PROBLEM: Match the word "dark". Return each line of the data below where it appears.

DATA RECORDS:

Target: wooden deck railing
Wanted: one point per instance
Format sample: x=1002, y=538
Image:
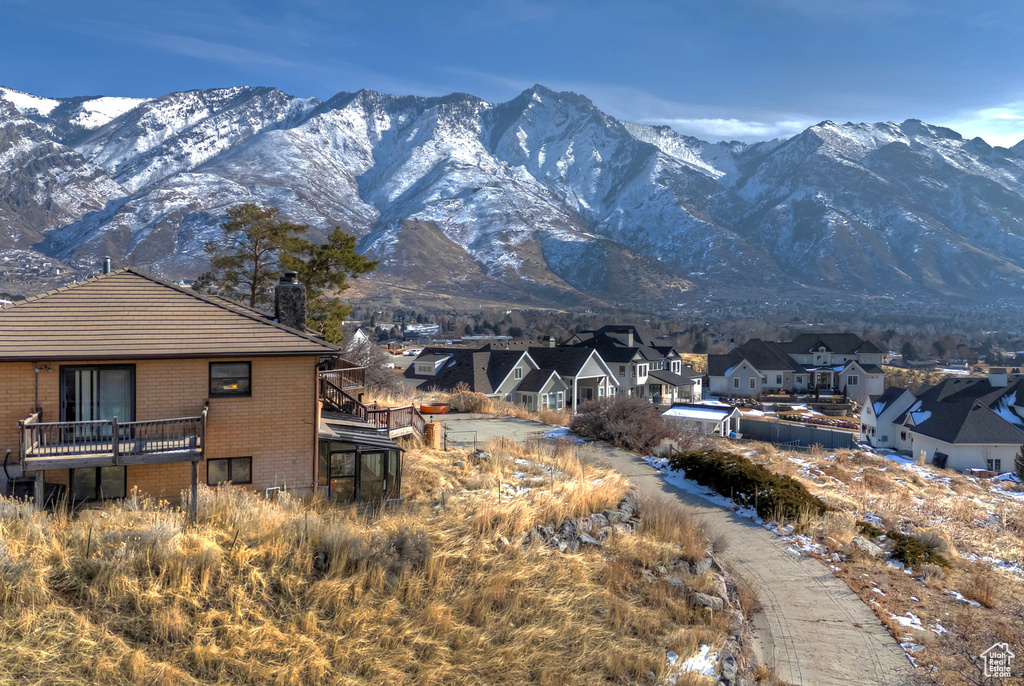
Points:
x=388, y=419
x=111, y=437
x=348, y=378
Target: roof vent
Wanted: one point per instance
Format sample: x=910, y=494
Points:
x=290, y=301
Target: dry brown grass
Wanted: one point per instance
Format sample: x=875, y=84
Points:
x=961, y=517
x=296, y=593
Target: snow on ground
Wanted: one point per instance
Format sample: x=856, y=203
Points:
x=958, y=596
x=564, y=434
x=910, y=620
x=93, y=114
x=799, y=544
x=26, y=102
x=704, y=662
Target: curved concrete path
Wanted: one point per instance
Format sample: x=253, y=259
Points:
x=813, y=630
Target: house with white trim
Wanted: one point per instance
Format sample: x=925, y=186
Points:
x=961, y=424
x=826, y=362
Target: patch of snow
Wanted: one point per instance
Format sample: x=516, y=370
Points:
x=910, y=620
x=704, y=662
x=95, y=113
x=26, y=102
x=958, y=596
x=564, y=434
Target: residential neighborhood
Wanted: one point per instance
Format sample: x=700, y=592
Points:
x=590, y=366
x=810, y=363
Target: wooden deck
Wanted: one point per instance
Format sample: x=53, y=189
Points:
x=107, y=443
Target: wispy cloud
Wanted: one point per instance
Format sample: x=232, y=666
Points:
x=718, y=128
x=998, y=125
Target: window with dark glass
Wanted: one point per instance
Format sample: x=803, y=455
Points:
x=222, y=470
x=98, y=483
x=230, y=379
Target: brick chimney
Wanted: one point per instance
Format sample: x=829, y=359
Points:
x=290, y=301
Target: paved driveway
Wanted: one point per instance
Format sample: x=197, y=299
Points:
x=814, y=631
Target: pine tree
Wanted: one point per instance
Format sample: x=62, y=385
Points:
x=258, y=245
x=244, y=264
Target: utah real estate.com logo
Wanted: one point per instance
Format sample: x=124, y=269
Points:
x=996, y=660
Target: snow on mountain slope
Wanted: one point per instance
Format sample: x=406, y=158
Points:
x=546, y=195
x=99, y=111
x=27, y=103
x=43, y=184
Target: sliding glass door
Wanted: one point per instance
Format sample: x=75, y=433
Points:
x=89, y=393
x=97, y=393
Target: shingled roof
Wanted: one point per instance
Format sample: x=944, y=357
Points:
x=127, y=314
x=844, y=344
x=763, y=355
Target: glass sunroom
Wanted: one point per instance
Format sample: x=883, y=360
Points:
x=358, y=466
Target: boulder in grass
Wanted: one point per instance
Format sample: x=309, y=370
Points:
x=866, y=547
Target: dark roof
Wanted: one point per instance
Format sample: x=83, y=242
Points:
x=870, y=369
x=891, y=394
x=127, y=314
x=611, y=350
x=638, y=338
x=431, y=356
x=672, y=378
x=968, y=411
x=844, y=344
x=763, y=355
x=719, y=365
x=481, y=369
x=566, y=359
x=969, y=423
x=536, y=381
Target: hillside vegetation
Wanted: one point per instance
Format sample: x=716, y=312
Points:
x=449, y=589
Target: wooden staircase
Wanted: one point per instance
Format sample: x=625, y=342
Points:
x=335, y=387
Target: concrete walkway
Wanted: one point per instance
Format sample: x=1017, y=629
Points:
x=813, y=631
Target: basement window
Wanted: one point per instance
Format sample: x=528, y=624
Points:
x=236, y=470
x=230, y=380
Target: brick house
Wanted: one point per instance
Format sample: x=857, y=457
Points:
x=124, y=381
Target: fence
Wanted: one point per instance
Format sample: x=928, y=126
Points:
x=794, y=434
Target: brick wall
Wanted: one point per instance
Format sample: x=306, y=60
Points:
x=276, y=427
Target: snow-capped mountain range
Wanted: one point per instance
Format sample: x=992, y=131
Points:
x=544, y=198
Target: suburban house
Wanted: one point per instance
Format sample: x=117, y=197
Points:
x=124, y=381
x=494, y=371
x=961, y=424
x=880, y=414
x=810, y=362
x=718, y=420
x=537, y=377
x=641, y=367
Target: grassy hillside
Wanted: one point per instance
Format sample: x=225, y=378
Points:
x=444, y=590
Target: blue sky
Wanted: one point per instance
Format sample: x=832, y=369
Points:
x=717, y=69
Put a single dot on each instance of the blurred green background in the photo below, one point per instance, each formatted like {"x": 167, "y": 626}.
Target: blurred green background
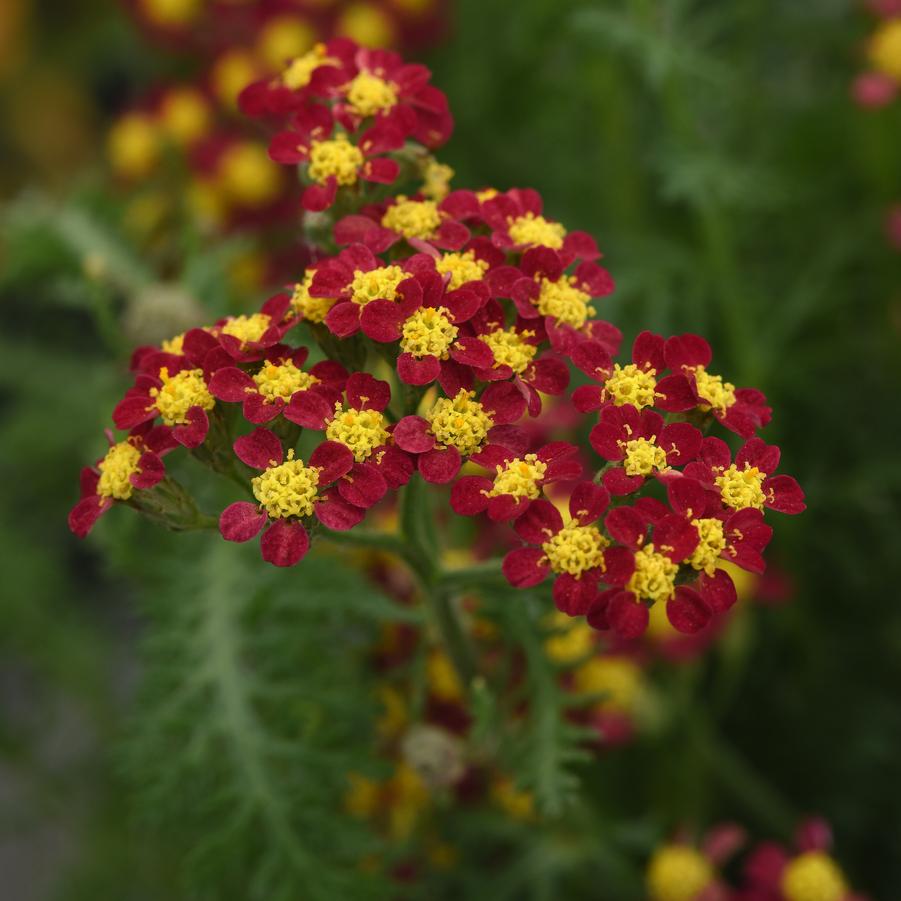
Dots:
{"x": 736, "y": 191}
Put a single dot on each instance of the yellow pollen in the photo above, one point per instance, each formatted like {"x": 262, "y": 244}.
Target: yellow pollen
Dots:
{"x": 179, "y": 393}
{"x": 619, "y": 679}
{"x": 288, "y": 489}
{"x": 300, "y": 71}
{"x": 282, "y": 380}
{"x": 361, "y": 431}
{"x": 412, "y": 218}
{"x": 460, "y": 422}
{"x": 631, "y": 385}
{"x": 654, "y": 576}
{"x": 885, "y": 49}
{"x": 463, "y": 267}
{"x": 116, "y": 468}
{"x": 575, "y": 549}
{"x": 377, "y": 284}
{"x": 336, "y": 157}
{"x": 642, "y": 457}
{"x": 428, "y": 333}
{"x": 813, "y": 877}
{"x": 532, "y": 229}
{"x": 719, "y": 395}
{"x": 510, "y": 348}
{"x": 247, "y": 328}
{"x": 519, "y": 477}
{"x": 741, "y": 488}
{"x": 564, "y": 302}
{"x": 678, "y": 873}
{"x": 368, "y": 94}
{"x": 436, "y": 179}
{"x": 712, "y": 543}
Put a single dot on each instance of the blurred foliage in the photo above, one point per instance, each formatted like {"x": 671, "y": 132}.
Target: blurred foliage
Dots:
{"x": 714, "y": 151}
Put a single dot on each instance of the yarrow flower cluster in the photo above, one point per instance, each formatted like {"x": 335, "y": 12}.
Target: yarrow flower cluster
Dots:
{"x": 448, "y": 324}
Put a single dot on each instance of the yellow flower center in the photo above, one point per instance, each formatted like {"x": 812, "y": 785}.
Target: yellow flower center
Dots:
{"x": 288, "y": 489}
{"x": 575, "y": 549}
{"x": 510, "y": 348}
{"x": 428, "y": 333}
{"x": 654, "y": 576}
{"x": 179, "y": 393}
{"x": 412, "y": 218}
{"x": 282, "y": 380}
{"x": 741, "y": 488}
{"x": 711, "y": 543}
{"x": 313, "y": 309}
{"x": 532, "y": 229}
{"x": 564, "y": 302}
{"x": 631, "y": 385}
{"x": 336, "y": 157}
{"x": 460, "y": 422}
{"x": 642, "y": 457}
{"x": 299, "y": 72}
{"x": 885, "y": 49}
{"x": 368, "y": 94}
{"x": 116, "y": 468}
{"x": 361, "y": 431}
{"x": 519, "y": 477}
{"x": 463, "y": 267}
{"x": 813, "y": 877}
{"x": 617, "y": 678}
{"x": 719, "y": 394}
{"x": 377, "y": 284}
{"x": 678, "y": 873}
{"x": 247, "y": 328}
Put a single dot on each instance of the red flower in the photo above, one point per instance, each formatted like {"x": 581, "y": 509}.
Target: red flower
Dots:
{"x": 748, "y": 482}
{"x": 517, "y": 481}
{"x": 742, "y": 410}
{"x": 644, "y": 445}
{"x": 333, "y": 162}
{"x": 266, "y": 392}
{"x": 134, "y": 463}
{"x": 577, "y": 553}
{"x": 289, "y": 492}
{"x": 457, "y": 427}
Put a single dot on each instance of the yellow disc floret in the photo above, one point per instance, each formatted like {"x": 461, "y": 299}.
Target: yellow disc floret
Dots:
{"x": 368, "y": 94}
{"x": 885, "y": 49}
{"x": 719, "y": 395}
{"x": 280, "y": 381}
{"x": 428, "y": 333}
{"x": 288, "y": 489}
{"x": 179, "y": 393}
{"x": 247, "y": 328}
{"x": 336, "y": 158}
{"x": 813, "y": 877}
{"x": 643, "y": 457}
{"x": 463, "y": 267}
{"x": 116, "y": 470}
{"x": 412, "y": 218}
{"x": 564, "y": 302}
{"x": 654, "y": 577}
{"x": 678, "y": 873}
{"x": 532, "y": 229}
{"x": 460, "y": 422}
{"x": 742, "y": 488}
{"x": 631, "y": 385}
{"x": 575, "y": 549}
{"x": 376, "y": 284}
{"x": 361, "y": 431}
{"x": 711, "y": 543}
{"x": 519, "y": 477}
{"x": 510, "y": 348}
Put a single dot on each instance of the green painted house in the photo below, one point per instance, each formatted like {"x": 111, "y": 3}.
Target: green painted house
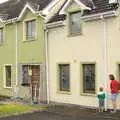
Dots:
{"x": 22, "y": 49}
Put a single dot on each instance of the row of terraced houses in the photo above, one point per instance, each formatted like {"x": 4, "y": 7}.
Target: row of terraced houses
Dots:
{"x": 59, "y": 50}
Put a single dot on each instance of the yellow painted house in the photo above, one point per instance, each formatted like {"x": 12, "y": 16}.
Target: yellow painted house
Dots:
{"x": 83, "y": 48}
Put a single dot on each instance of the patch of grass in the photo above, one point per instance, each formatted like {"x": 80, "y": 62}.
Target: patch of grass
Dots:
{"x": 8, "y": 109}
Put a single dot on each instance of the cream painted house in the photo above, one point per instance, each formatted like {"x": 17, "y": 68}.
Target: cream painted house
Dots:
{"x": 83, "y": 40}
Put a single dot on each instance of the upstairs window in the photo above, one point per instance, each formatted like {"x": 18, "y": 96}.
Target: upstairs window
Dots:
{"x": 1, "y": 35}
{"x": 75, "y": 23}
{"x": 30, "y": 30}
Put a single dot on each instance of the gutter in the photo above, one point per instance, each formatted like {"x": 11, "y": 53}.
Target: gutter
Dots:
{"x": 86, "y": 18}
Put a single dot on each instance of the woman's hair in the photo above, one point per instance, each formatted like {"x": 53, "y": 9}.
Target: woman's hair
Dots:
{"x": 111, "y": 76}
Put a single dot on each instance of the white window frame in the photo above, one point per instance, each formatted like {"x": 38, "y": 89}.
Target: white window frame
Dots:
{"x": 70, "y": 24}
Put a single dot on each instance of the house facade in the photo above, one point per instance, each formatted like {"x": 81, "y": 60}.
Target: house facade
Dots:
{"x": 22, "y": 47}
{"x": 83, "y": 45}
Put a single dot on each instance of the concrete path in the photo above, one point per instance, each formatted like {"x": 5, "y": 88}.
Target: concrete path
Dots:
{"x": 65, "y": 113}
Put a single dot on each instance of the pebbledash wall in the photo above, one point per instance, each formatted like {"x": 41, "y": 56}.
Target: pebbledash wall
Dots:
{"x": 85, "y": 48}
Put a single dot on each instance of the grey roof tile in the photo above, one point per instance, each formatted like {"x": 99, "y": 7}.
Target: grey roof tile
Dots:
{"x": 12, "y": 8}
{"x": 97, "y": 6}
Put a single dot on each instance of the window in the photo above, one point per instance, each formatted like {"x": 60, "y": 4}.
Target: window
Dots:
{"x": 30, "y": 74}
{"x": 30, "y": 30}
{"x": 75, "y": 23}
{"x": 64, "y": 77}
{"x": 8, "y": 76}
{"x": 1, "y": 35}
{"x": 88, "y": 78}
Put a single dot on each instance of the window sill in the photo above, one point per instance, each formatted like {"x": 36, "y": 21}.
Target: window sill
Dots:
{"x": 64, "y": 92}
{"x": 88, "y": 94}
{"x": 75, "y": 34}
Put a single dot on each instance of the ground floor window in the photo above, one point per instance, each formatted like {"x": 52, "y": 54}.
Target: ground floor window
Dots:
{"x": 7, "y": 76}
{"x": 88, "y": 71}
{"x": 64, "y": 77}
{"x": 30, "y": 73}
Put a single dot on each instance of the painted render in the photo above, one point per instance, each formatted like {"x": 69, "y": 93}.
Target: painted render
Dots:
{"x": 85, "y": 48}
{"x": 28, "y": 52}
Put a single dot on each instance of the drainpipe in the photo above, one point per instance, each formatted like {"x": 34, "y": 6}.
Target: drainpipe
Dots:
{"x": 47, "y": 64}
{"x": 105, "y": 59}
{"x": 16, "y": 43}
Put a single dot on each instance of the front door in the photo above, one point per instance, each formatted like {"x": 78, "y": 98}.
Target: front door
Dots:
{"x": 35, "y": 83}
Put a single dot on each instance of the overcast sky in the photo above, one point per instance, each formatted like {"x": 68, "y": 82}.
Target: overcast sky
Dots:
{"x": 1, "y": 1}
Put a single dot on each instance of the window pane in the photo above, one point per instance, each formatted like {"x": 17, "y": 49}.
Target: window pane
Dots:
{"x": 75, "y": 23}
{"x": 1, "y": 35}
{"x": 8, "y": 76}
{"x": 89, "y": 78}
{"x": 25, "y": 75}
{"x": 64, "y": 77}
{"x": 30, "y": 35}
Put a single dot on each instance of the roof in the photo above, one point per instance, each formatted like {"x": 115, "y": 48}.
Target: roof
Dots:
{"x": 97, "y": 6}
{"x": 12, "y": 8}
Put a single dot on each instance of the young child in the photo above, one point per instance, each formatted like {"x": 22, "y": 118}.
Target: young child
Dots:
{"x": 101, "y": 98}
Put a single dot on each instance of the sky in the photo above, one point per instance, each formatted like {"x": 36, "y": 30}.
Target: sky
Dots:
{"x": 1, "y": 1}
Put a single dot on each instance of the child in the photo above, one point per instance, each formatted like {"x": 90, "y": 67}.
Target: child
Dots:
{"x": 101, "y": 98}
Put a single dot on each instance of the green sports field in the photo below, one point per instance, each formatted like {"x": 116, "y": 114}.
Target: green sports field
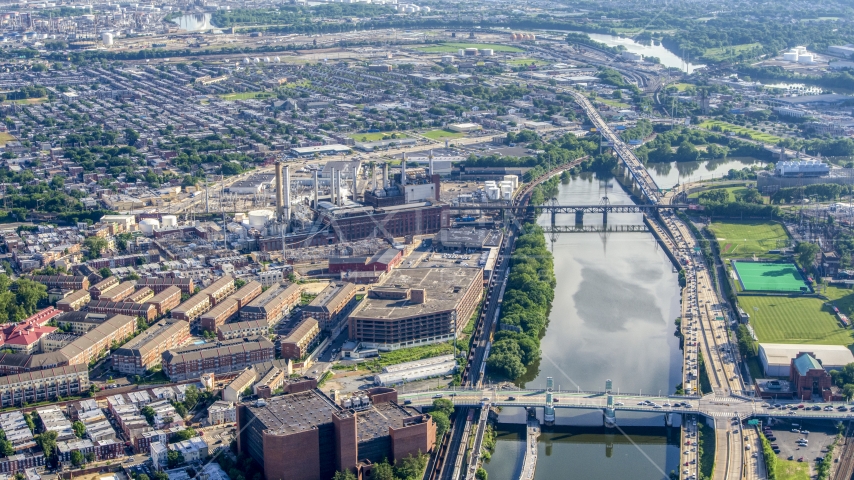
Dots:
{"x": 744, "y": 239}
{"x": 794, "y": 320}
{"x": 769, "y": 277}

TASK ANSWER:
Target: window with dark glass
Target: dark roof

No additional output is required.